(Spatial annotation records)
↓
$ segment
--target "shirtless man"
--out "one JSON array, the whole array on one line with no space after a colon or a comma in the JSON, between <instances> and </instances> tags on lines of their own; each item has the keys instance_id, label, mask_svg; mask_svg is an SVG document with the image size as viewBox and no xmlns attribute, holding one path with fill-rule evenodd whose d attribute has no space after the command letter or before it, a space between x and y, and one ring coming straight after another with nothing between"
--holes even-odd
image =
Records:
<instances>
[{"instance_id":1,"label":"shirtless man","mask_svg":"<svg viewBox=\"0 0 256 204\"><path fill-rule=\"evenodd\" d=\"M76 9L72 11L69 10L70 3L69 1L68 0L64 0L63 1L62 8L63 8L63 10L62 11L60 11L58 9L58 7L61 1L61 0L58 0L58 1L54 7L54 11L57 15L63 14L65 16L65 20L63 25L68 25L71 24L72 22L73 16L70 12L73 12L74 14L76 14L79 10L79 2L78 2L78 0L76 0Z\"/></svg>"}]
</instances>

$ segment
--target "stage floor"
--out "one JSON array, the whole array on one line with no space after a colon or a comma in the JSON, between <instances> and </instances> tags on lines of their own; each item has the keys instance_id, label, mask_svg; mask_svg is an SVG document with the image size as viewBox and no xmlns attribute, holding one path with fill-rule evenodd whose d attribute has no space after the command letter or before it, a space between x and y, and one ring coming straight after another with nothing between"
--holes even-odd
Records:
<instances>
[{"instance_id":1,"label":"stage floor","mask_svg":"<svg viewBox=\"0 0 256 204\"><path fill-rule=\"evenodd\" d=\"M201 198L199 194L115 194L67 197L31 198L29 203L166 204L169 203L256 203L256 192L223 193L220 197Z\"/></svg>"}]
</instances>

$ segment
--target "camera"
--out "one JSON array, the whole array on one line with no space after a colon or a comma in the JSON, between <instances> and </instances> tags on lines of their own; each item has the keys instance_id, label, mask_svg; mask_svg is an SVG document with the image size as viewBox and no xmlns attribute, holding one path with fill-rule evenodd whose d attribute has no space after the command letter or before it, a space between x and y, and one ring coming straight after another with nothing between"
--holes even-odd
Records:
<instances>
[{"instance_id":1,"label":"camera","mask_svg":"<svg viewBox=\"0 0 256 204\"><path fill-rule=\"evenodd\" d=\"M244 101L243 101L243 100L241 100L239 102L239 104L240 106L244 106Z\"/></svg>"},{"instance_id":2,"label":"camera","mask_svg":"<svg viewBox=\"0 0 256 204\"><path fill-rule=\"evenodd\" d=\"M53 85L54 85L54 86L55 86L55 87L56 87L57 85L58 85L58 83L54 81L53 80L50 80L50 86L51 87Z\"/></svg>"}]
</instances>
↑
• [Exercise]
All of the records must be retyped exactly as they are.

• [Result of this exercise]
$ segment
--target "shirtless man"
--out "one JSON array, the whole array on one line with no space after a colon or a comma in the JSON, between <instances> and </instances> tags on lines of their own; each item has the keys instance_id, label, mask_svg; mask_svg is an SVG document with the image size as viewBox and no xmlns attribute, holding one path with fill-rule evenodd whose d attribute has no space after the command letter or before it, a space between x and y, and one ring coming straight after another with nothing between"
--holes even-odd
image =
Records:
<instances>
[{"instance_id":1,"label":"shirtless man","mask_svg":"<svg viewBox=\"0 0 256 204\"><path fill-rule=\"evenodd\" d=\"M76 9L72 11L69 10L70 3L69 1L68 0L64 0L63 1L62 8L63 8L63 10L62 11L60 11L58 9L58 7L61 1L61 0L58 0L58 1L54 7L54 11L57 15L63 14L65 16L65 20L63 25L68 25L71 24L72 22L73 16L70 12L73 12L74 14L76 14L79 10L79 2L78 2L78 0L76 0Z\"/></svg>"}]
</instances>

$ segment
--target "stage floor"
--out "one JSON array, the whole array on one line with no space after a colon or a comma in the JSON, between <instances> and </instances> tags on lines of their own; each item has the keys instance_id, label, mask_svg; mask_svg is an SVG document with the image size as viewBox and no xmlns attribute, holding one path with fill-rule evenodd whose d attribute has no space after the command letter or before it, a space between x and y, and one ring coming straight after another with nothing between"
--holes even-odd
Records:
<instances>
[{"instance_id":1,"label":"stage floor","mask_svg":"<svg viewBox=\"0 0 256 204\"><path fill-rule=\"evenodd\" d=\"M201 198L199 194L115 194L67 197L31 198L29 203L166 204L169 203L256 203L256 192L223 193L220 197Z\"/></svg>"}]
</instances>

$ segment
--target "camera"
--out "one JSON array, the whole array on one line with no space after a colon or a comma in the JSON, between <instances> and </instances> tags on lines of their own; each item has the keys instance_id, label, mask_svg; mask_svg is an SVG document with the image size as viewBox and no xmlns attribute, holding one path with fill-rule evenodd whose d attribute has no space after the command letter or before it, a space between x and y, and one ring coming straight after another with nothing between"
--holes even-odd
Records:
<instances>
[{"instance_id":1,"label":"camera","mask_svg":"<svg viewBox=\"0 0 256 204\"><path fill-rule=\"evenodd\" d=\"M244 101L243 101L243 100L241 100L239 102L239 104L240 106L244 106Z\"/></svg>"},{"instance_id":2,"label":"camera","mask_svg":"<svg viewBox=\"0 0 256 204\"><path fill-rule=\"evenodd\" d=\"M53 85L54 85L54 86L55 86L55 87L56 87L57 85L58 85L58 83L54 81L53 80L50 80L50 86L51 87Z\"/></svg>"}]
</instances>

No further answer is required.